- **Exercise aim**: A word-for-word printout of the listing below is needed.

- **Data shown**:
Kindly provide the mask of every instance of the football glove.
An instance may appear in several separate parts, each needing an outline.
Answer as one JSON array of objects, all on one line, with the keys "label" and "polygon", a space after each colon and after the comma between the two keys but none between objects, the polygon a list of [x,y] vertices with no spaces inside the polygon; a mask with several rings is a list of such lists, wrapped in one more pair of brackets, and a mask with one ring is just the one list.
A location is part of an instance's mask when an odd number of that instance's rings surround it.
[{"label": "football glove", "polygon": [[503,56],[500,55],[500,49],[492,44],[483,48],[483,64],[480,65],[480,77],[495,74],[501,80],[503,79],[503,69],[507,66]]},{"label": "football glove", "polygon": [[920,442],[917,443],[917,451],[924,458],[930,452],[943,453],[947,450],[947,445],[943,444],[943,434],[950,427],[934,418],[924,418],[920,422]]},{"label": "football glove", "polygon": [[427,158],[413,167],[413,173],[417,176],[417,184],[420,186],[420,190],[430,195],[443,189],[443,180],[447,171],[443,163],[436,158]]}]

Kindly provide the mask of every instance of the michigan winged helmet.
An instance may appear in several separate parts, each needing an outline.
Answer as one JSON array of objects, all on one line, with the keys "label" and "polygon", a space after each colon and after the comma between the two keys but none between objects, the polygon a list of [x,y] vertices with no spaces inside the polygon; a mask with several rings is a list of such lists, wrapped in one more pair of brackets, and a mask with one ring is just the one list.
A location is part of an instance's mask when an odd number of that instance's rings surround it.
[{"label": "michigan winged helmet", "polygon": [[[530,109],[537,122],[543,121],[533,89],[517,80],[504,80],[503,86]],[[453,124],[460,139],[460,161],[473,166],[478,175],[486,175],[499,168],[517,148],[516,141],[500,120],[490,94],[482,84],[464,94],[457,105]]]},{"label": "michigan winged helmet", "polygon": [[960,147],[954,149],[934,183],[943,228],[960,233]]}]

- **Answer to the problem**:
Kindly provide the mask of every instance of the football glove.
An instance may appear in several separate parts, each needing an outline.
Answer as one JSON array of objects, all on one line, with the keys "label" and "polygon", a space after each colon and after the comma between the two keys but none between objects, the polygon a list of [x,y] vertices with no spaces inside the polygon; a mask with several rings is a list of such lists, wrapped in one more pair of brackets, and a mask with one ring is just the one list.
A location is part of an instance's mask when an odd number of that instance's rings surround it.
[{"label": "football glove", "polygon": [[503,56],[500,55],[500,49],[492,44],[483,48],[483,64],[480,65],[480,77],[495,74],[501,80],[503,79],[503,69],[507,66]]},{"label": "football glove", "polygon": [[920,442],[917,443],[917,451],[924,458],[930,452],[943,453],[947,450],[947,445],[943,444],[943,434],[950,427],[934,418],[924,418],[920,422]]},{"label": "football glove", "polygon": [[427,158],[413,167],[413,173],[417,176],[417,184],[420,186],[420,190],[430,195],[443,189],[443,180],[447,171],[443,163],[436,158]]}]

Kindly provide the mask of every instance of the michigan winged helmet.
An instance may appear in several separate parts, each needing an outline.
Answer as one JSON array of objects, all on one line, with the keys "label" and "polygon", a space after each colon and after the comma between the two keys but none between objects, the polygon a list of [x,y] vertices with no spaces inside the polygon; a mask with several rings is a list of such lists, wrapped in one more pair of brackets, and a mask with one ring is just the one list.
A location is part of an instance's mask when an odd number of that instance's rings surround it.
[{"label": "michigan winged helmet", "polygon": [[[530,109],[537,122],[543,121],[533,89],[517,80],[504,80],[503,86]],[[453,124],[460,139],[460,161],[473,166],[478,175],[486,175],[499,168],[517,148],[516,141],[500,120],[490,94],[482,84],[464,94],[457,105]]]},{"label": "michigan winged helmet", "polygon": [[960,147],[954,149],[934,183],[943,228],[960,233]]}]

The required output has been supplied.